Column

De juiste bandenspanning, van levensbelang

04 feb 2021

Met een te lage of te hoge bandenspanning rijden is nadelig voor je veiligheid én je auto. Wat zijn de gevolgen van een verkeerde bandenspanning? 

Verbruik: 

Wanneer je bandenspanning 25 procent minder bedraagt dan de ideale waarde, verhoogt de rolweerstand met 10 procent. Je verbruik zal hierdoor toenemen met zo’n 7 procent. Voor wie 15.000 kilometer per jaar rijdt met een auto die zo’n 6 liter per honderd kilometer verbruikt, komt dit neer op bijna 100 euro. Bovendien neemt ook je bandenslijtage hierdoor in grote mate toe, waardoor je sneller een nieuwe set zal nodig hebben. En dat kost al snel enkele honderden euro’s …

Milieu:

Bovendien wegen verbruik én nieuwe banden ook op ons milieu: uit onderzoek is gebleken dat het Belgisch wagenpark 80 miljoen liter brandstof minder zou verbruiken als we allemaal met een correcte bandenspanning zouden rijden. Goed voor een flinke afname in de uitstoot van schadelijke stoffen. En ook het ontginnen van rubber, het fabriceren en recycleren van banden belast ons milieu. Hoe vaker we de banden vervangen, hoe meer vervuiling dus. En alle kleine beetjes helpen!

Stabiliteit:

Een te lage bandendruk zorgt ervoor dat het loopvlak van je banden niet volledig op het asfalt wordt gedrukt. Je hebt met andere woorden minder contact met de weg, waardoor er minder grip is. Er is een hogere kans op slippen en ook je remafstand wordt beduidend langer. Bij een te hoge bandendruk daarentegen komt het loopvlak van je banden ‘bol’ te staan, maar met dezelfde gevolgen. Vooral in omstandigheden waarbij de banden het zwaar te verduren krijgen (regen, sneeuw en ijs) is het dus een absolute noodzaak ervoor te zorgen dat ze optimaal kunnen presteren.

Risico op klapband: 

Een te hoge of te lage bandendruk zorgt er eveneens voor dat de temperatuur van je banden (en die van de lucht in de banden) sneller en hoger oploopt. Hierdoor stijgt de kans op een klapband.

Hoe controleer je je bandenspanning?

Geselecteerde gegevens >>
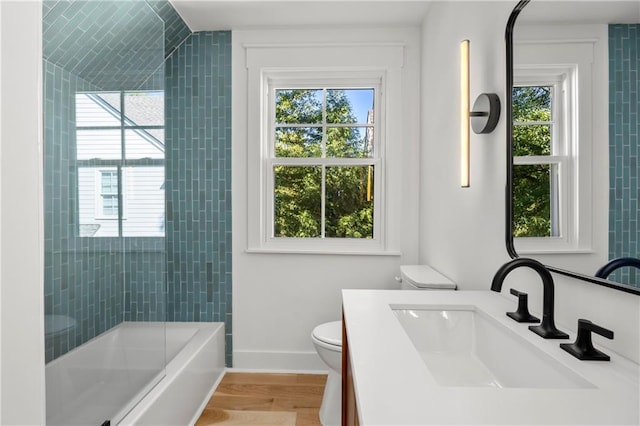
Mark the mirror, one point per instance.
(573, 140)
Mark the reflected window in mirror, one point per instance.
(543, 157)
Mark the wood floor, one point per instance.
(257, 399)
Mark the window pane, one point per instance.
(144, 108)
(350, 106)
(531, 140)
(535, 200)
(297, 201)
(349, 202)
(98, 109)
(299, 106)
(141, 143)
(103, 144)
(350, 142)
(144, 195)
(532, 103)
(298, 142)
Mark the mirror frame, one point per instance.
(509, 185)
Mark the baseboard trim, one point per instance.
(278, 362)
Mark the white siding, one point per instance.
(143, 203)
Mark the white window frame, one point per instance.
(562, 83)
(356, 65)
(567, 64)
(318, 80)
(116, 164)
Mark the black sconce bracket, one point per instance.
(485, 113)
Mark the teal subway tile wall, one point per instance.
(198, 191)
(100, 282)
(624, 141)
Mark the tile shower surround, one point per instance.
(624, 147)
(101, 282)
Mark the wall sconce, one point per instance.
(483, 118)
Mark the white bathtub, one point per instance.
(105, 378)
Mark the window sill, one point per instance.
(327, 251)
(546, 246)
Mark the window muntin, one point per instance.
(322, 157)
(540, 149)
(120, 162)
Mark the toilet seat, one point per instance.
(329, 335)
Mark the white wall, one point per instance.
(462, 230)
(279, 298)
(21, 264)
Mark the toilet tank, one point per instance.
(423, 277)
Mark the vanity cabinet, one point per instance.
(349, 406)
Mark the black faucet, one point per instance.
(546, 328)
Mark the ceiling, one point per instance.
(210, 15)
(583, 12)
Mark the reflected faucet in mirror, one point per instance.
(616, 264)
(572, 144)
(547, 327)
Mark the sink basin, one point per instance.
(465, 347)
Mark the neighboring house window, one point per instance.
(323, 162)
(543, 157)
(109, 193)
(120, 161)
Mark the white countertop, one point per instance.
(394, 387)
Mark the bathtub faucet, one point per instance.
(546, 328)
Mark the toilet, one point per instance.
(327, 338)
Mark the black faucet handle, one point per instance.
(583, 348)
(522, 313)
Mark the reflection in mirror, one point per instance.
(572, 197)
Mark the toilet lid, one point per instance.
(330, 332)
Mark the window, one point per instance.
(539, 158)
(120, 163)
(543, 157)
(331, 132)
(323, 162)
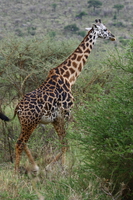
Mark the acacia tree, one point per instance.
(95, 4)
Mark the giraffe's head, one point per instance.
(101, 30)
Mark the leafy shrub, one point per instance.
(107, 134)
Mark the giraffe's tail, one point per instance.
(5, 118)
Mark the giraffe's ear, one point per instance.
(88, 29)
(94, 26)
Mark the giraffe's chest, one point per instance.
(50, 117)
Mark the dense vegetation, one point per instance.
(100, 158)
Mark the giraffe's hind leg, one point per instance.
(21, 145)
(59, 125)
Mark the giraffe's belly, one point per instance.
(49, 118)
(46, 119)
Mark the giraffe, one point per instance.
(53, 100)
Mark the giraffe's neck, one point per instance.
(73, 65)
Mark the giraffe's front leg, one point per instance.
(59, 126)
(34, 168)
(18, 152)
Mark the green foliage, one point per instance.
(24, 63)
(54, 5)
(95, 4)
(106, 134)
(81, 14)
(118, 7)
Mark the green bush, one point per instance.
(107, 134)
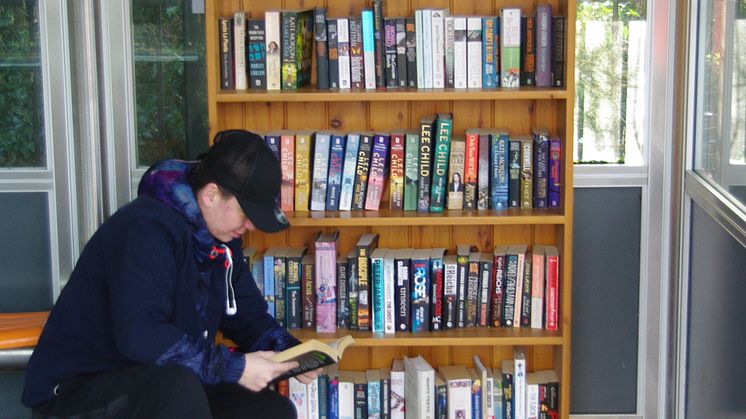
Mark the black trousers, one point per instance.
(147, 391)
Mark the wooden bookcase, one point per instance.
(517, 109)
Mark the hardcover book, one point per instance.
(455, 173)
(425, 160)
(320, 170)
(510, 50)
(322, 49)
(396, 182)
(257, 55)
(377, 172)
(312, 354)
(348, 171)
(325, 269)
(272, 39)
(362, 168)
(297, 47)
(225, 26)
(440, 162)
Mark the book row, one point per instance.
(412, 388)
(408, 290)
(424, 170)
(431, 49)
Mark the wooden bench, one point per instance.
(19, 334)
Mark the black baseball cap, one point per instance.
(242, 164)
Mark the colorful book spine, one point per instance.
(396, 174)
(343, 52)
(377, 172)
(555, 170)
(357, 67)
(333, 50)
(541, 167)
(362, 168)
(272, 39)
(528, 51)
(256, 54)
(425, 162)
(499, 169)
(411, 170)
(474, 52)
(411, 41)
(320, 170)
(334, 179)
(239, 50)
(544, 45)
(471, 167)
(369, 52)
(348, 171)
(510, 50)
(325, 269)
(420, 290)
(227, 80)
(489, 56)
(322, 49)
(303, 141)
(287, 166)
(441, 153)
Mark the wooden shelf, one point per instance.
(412, 218)
(311, 94)
(454, 337)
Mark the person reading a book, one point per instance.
(132, 332)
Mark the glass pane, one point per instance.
(610, 91)
(720, 149)
(21, 100)
(170, 80)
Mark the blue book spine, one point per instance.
(420, 292)
(499, 168)
(269, 283)
(489, 48)
(377, 291)
(336, 159)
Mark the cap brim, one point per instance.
(267, 218)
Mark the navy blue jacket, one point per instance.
(138, 296)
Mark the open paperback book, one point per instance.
(313, 354)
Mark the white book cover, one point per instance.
(419, 49)
(459, 52)
(272, 42)
(348, 171)
(427, 46)
(439, 47)
(474, 52)
(312, 389)
(397, 390)
(369, 54)
(519, 384)
(420, 382)
(320, 169)
(239, 49)
(343, 54)
(346, 391)
(299, 396)
(388, 293)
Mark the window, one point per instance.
(21, 99)
(610, 91)
(720, 115)
(170, 80)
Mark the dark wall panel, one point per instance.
(606, 286)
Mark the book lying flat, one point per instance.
(313, 354)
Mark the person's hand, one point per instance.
(309, 376)
(260, 370)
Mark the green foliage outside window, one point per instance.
(21, 111)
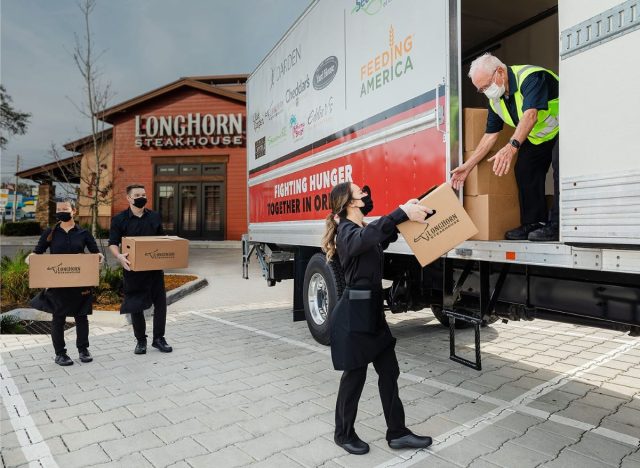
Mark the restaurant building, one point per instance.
(186, 143)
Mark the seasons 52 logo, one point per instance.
(64, 270)
(370, 7)
(387, 65)
(297, 128)
(158, 255)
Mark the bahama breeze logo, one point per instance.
(388, 65)
(60, 270)
(370, 7)
(297, 128)
(157, 255)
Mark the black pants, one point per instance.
(57, 333)
(531, 172)
(351, 385)
(159, 298)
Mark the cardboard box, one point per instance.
(156, 252)
(482, 180)
(446, 228)
(64, 270)
(474, 126)
(493, 215)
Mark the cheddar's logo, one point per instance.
(157, 255)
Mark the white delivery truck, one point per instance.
(372, 91)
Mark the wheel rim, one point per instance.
(318, 299)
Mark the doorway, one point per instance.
(193, 209)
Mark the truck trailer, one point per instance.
(372, 91)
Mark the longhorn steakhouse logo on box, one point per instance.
(156, 252)
(64, 270)
(446, 228)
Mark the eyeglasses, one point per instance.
(484, 88)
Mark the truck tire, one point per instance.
(322, 288)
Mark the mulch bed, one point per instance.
(170, 282)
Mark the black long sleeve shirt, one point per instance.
(360, 248)
(126, 224)
(73, 242)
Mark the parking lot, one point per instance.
(247, 386)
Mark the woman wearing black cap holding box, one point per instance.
(66, 237)
(359, 332)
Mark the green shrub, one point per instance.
(23, 228)
(14, 278)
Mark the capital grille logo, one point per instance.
(157, 255)
(388, 65)
(432, 232)
(60, 270)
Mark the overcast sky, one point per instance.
(147, 43)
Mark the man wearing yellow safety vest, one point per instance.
(524, 97)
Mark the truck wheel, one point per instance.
(323, 286)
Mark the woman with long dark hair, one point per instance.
(359, 331)
(66, 237)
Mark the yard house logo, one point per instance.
(370, 7)
(297, 129)
(325, 73)
(157, 255)
(283, 67)
(60, 270)
(388, 65)
(274, 110)
(258, 121)
(261, 147)
(190, 130)
(430, 233)
(297, 91)
(274, 140)
(320, 113)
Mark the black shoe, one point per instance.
(85, 356)
(522, 232)
(161, 344)
(548, 233)
(141, 348)
(410, 441)
(355, 446)
(63, 360)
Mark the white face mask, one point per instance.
(494, 92)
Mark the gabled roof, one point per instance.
(63, 170)
(77, 145)
(217, 87)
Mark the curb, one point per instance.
(113, 317)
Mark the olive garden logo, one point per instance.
(388, 65)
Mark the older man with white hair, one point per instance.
(524, 97)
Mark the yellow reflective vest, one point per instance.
(547, 126)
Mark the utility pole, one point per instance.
(15, 190)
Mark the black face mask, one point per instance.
(368, 202)
(139, 202)
(63, 216)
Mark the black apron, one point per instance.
(359, 330)
(68, 302)
(137, 289)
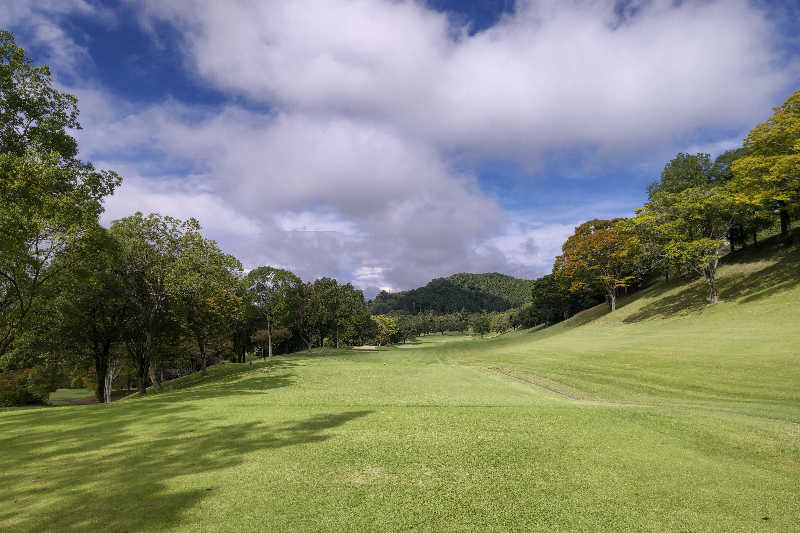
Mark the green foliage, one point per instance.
(481, 324)
(693, 226)
(769, 175)
(603, 254)
(32, 112)
(682, 172)
(386, 328)
(470, 292)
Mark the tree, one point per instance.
(682, 172)
(693, 225)
(307, 312)
(405, 327)
(352, 317)
(202, 284)
(149, 248)
(271, 290)
(768, 177)
(387, 328)
(601, 254)
(92, 312)
(330, 298)
(49, 201)
(32, 112)
(481, 324)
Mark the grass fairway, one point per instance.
(665, 416)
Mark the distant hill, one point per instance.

Vereiste werkzaamheden >>
**a.** Citeer uit de tekst over bandenspanning hierboven letterlijk de passage van "Een te lage bandendruk" tot en met "optimaal kunnen presteren.".
**b.** Met hoeveel procent stijgt volgens de tekst over bandenspanning het verbruik wanneer de bandenspanning 25 procent lager ligt dan de ideale waarde?
**c.** Zet de tekst over bandenspanning voort na de slotvraag "Hoe controleer je je bandenspanning?"

Antwoorden per opdracht >>
**a.**
Een te lage bandendruk zorgt ervoor dat het loopvlak van je banden niet volledig op het asfalt wordt gedrukt. Je hebt met andere woorden minder contact met de weg, waardoor er minder grip is. Er is een hogere kans op slippen en ook je remafstand wordt beduidend langer. Bij een te hoge bandendruk daarentegen komt het loopvlak van je banden ‘bol’ te staan, maar met dezelfde gevolgen. Vooral in omstandigheden waarbij de banden het zwaar te verduren krijgen (regen, sneeuw en ijs) is het dus een absolute noodzaak ervoor te zorgen dat ze optimaal kunnen presteren.

**b.** Met zo'n 7 procent.

**c.**
Een autoband presteert optimaal als hij voor voldoende stabiliteit en draagkracht kan zorgen. Controleer daarom je bandenspanning minstens maandelijks! De juiste bandenspanning voor jouw auto vind je in het instructieboekje van je wagen of op een vignet in je deur of de brandstofklep. Controleer de spanning steeds als je banden koud zijn. Dat betekent dat je er minder dan drie kilometer mee hebt afgelegd bij gematigde snelheid of dat je auto al minstens twee uur heeft stilgestaan sinds je vorige rit. Kun je je niet aan deze regel houden en zijn je banden dus warm? Voeg dan 0,3 bar toe aan de aanbevolen spanning. Vergeet tot slot niet om ook de spanning van je reservewiel te controleren.

Alle sinds 1 november 2014 nieuw verkochte auto’s zijn voorzien van een automatisch bandendrukcontrolesysteem (TMPS). Er bestaan twee verschillende systemen: 

Indirect: hierbij wordt de bandendruk zelf niet gemeten. Wel wordt via de ABS-sensoren de draaisnelheid van de vier wielen geregistreerd: omdat een te lage bandendruk automatisch leidt tot een kleinere diameter, zal het wiel met een te lage bandendruk meer omwentelingen maken dan de andere wielen. Dit systeem vertelt echter niet welk wiel te kampen heeft met een te lage bandendruk. Bij de indirecte TPMS van de tweede generatie wordt in het besturingssysteem een ideale draaisnelheid van de wielen tegenover een bepaalde rijsnelheid opgenomen. Die waarde geldt als een referentie, waardoor een te lage bandendruk bij elk wiel kan worden vastgesteld. Bij een indirect systeem is het noodzakelijk ook zelf geregeld manueel de bandenspanning te controleren.

Direct: hierbij heeft elk wiel in de band of op de velg een sensor. Die meet de reële bandendruk en houdt ook rekening met de temperatuur. De meetwaarden worden met een zender doorgegeven aan de elektronische bewaking van het systeem. Deze directe systemen zijn dus gevoeliger en accurater, maar ook complexer en duurder.